### TASK GOAL:
Write the next part of the passage about the No Conscription League, picking up after its final sentence.

### TEXT PASSAGE:
##############################

No Conscription League Manifesto
- Excerpt of the No Conscription League Manifesto
- Author: Emma Goldman and Alexander Berkman
- Language: English
- Publication date: 1917
- Publication place: Manhattan, New York, U.S.

= No Conscription League =

American anarchist organization (1917)

The No Conscription League was an anarchist organisation designed to promote anti-draft manifestos and aid those who refused military service. The league lasted for six weeks and was used to charge its founders Emma Goldman and Alexander Berkman with conspiracy to obstruct the draft.

==Formation==
The No Conscription League in the United States was founded by anarchist Emma Goldman and Alexander Berkman in 1917 in response to the draft in World War I. The draft was enforced by the Selective Service Act of 1917, which granted the federal government the right to raise a national army. The league viewed the draft as a destroyer of the freedom to ethical and political choice granted by the constitution of the United States. The members of the league strongly opposed government-enforced conscription; they saw it as a violation of the liberty of American people. This oppression was justified by Woodrow Wilson's Espionage Act of 1917, which prohibited any action that would interfere with the US military or government affairs. Many were prosecuted under this act, including those in the No Conscription League. Those charged were fined a maximum of 10,000 dollars and were sentenced to up to 20 years of imprisonment.

##############################

Dataset entries:
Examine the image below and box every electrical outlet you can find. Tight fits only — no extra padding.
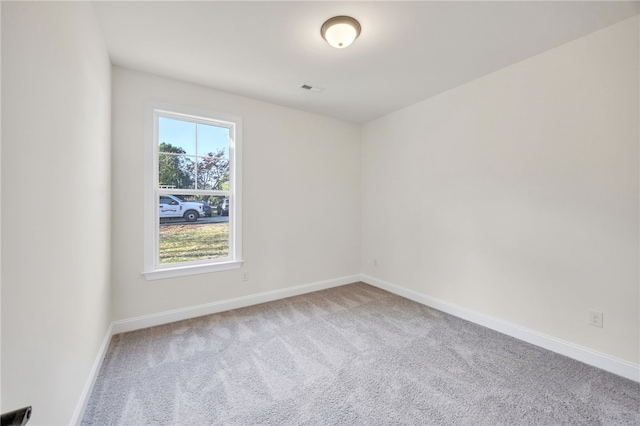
[589,311,602,328]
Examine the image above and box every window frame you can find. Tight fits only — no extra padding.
[142,101,243,280]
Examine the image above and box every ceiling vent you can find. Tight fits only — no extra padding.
[300,84,324,93]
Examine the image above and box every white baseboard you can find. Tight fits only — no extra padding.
[75,275,360,425]
[112,275,360,334]
[360,275,640,382]
[69,324,113,425]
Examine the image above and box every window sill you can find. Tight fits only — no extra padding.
[142,260,243,281]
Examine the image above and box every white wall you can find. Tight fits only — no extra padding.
[362,17,640,364]
[112,67,360,320]
[1,2,111,425]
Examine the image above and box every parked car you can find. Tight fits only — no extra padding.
[217,198,229,216]
[198,201,212,217]
[160,195,204,222]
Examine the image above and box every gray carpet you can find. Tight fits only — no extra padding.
[82,283,640,425]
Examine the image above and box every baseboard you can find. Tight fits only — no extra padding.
[69,324,113,425]
[360,275,640,382]
[112,275,360,334]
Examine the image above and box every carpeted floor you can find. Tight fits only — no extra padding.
[82,283,640,425]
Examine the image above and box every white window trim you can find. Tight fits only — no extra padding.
[142,101,243,280]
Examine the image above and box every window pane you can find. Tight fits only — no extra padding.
[160,218,229,264]
[208,197,230,216]
[158,153,196,189]
[158,117,196,155]
[197,124,230,158]
[159,195,229,264]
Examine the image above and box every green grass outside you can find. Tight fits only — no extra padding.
[160,222,229,264]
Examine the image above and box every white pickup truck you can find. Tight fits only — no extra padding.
[160,195,204,222]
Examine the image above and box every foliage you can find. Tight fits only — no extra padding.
[158,142,194,188]
[160,222,229,264]
[158,142,229,190]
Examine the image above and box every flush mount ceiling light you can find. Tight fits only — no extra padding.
[320,16,360,49]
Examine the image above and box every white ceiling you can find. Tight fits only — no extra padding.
[94,1,640,122]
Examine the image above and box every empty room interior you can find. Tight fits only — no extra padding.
[0,1,640,425]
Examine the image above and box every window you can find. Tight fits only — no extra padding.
[144,103,242,279]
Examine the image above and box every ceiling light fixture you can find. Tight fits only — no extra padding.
[320,16,360,49]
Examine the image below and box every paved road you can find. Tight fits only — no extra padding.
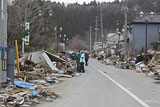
[38,59,160,107]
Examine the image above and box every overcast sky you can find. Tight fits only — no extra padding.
[52,0,114,4]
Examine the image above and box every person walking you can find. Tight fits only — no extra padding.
[75,51,81,72]
[80,52,85,73]
[85,52,89,66]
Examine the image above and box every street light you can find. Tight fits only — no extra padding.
[38,9,53,48]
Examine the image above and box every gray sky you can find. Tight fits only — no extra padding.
[52,0,114,4]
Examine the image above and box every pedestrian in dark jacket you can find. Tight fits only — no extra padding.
[75,51,81,72]
[85,52,89,66]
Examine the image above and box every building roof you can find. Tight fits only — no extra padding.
[129,14,160,24]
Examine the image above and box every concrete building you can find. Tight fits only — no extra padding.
[128,12,160,53]
[106,33,124,54]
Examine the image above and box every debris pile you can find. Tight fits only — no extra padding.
[0,50,77,107]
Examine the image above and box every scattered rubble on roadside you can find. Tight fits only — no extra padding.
[0,50,79,107]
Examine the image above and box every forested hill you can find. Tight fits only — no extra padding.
[8,0,160,49]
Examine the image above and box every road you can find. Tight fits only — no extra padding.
[38,59,160,107]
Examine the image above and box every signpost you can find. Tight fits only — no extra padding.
[24,22,30,45]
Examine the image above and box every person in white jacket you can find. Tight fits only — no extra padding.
[80,52,85,73]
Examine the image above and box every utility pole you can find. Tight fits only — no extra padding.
[95,16,98,42]
[124,4,128,55]
[100,3,104,50]
[0,0,7,83]
[89,26,92,53]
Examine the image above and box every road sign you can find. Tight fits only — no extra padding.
[25,34,29,45]
[25,22,30,30]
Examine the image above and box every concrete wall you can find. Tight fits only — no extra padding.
[132,24,160,52]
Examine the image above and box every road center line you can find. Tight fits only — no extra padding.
[98,70,150,107]
[92,66,96,68]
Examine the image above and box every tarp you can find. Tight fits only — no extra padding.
[42,52,59,71]
[45,51,66,63]
[14,81,34,88]
[28,50,59,71]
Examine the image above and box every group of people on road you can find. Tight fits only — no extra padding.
[75,51,89,73]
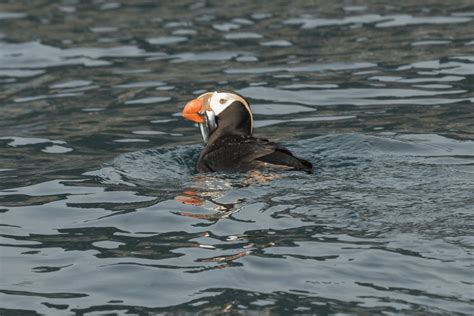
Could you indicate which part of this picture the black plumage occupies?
[197,135,312,172]
[197,101,312,172]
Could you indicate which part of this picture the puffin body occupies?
[183,92,312,172]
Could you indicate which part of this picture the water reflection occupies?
[0,0,474,315]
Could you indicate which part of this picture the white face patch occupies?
[205,91,253,134]
[209,92,235,116]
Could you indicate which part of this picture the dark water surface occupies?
[0,0,474,315]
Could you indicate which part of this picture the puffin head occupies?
[183,91,253,144]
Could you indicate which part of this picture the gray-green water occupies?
[0,0,474,315]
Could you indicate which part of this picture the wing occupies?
[258,146,313,173]
[197,136,278,172]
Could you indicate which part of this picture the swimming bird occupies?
[182,91,312,172]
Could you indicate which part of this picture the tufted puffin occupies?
[182,91,312,172]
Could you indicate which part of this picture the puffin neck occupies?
[208,101,252,144]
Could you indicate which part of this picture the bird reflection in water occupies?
[175,170,280,270]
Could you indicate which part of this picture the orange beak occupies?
[183,98,204,123]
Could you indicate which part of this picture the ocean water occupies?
[0,0,474,315]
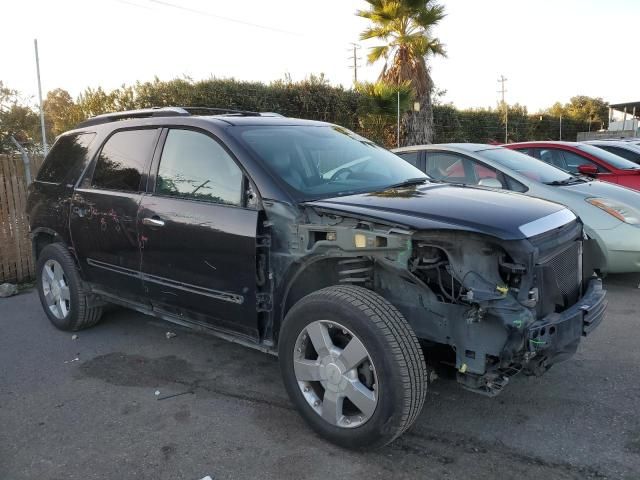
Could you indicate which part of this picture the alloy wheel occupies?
[42,260,71,320]
[294,320,379,428]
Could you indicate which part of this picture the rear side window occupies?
[156,130,243,206]
[597,145,640,163]
[396,152,420,168]
[92,129,157,192]
[37,133,96,184]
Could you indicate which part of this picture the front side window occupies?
[427,152,473,183]
[576,143,640,170]
[155,129,243,206]
[37,133,96,183]
[562,150,606,173]
[598,145,640,163]
[476,147,572,183]
[396,152,420,168]
[92,129,157,192]
[231,125,427,200]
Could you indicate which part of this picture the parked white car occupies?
[392,143,640,273]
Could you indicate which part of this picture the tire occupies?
[36,243,102,331]
[278,285,427,448]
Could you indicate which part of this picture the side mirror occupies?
[578,165,598,176]
[478,177,504,188]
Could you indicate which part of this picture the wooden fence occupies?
[0,155,42,283]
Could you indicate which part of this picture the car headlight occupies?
[586,198,640,225]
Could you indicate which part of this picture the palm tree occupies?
[356,0,446,145]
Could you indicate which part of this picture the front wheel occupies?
[36,243,102,331]
[279,285,427,448]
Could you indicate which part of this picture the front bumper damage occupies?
[457,278,608,397]
[524,279,607,375]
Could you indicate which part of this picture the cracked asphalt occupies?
[0,275,640,480]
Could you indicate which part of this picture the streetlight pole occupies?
[560,114,562,140]
[498,75,509,143]
[397,87,400,148]
[33,38,47,157]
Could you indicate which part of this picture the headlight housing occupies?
[586,198,640,225]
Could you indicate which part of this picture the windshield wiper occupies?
[544,176,584,185]
[384,177,429,190]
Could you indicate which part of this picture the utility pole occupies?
[396,88,400,148]
[560,114,562,140]
[349,42,362,84]
[498,75,509,143]
[33,38,47,157]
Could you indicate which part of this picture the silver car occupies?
[392,143,640,273]
[582,140,640,164]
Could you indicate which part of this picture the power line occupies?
[148,0,302,36]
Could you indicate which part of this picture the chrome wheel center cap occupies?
[325,363,342,385]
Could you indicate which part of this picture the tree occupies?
[356,0,446,145]
[43,88,83,138]
[0,81,39,152]
[356,81,413,146]
[547,95,609,127]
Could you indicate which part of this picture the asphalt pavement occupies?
[0,275,640,480]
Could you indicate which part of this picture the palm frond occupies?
[367,45,391,63]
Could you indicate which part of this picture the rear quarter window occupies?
[36,133,96,184]
[92,129,157,192]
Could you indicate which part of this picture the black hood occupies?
[305,184,575,240]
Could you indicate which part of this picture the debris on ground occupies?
[158,390,195,400]
[0,283,18,298]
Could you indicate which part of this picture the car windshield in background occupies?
[239,126,429,200]
[577,143,640,170]
[476,147,575,184]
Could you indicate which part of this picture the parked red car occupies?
[504,142,640,190]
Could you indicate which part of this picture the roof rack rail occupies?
[76,107,190,128]
[179,107,261,117]
[76,107,282,128]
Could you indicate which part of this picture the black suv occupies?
[28,108,606,447]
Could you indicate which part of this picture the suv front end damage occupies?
[298,200,607,396]
[376,221,606,396]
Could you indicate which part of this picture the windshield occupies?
[576,143,640,170]
[234,125,428,200]
[476,147,574,183]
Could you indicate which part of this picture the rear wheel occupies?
[36,243,102,331]
[279,286,427,448]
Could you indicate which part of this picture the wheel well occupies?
[275,257,370,340]
[32,232,60,260]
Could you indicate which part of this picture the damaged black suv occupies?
[28,108,606,447]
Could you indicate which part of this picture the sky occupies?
[0,0,640,112]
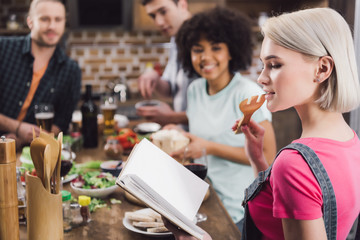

##############################

### RESULT FOR THIS EXERCISE:
==Manifesto==
Emma Goldman and the members of her league published a piece of literature known as the No Conscription League manifesto. This document goes into great detail about the freedoms of Americans, and how the government was oppressing citizens' certain unalienable rights. Goldman urges the nation for support and promotes the need to protect and fight for one's liberty as a citizen. This pamphlet went into circulation with over 100,000 printed, which caused fear in the eyes of the US government. The following is the platform on which the league was founded, taken from the manifesto itself:

We oppose conscription because we are internationalists, anti-militarists, and opposed to all wars waged by capitalistic governments.

We will fight for what we choose to fight for; we will never fight simply because we are ordered to fight.
We believe that the militarization of America is an evil that far outweighs, in its anti-social and anti-libertarian effects, any good that may come from America's participation in the war.

We will resist conscription by every means in our power, and we will sustain those who, for similar reasons, refuse to be conscripted.

==Government response==
Due to the mass number of publications of the manifesto, the government retaliated against people who were in opposition to the draft. Anti-draft meetings were forbidden, and those speaking out against the draft were to be arrested. In response to the 4 June 1917 mass meeting, Emma Goldman and Alexander Berkman were arrested with bail set at $25,000 each. According to the PBS time line on Emma Goldman regarding her arrest, "Berkman and Goldman were found guilty of conspiracy against the selective draft law in New York City. They were fined $10,000, sentenced to two years' imprisonment, and immediately transported to federal penitentiaries: Berkman was sent to Atlanta State Penitentiary in Georgia and Goldman was taken to Jefferson City Penitentiary in Missouri".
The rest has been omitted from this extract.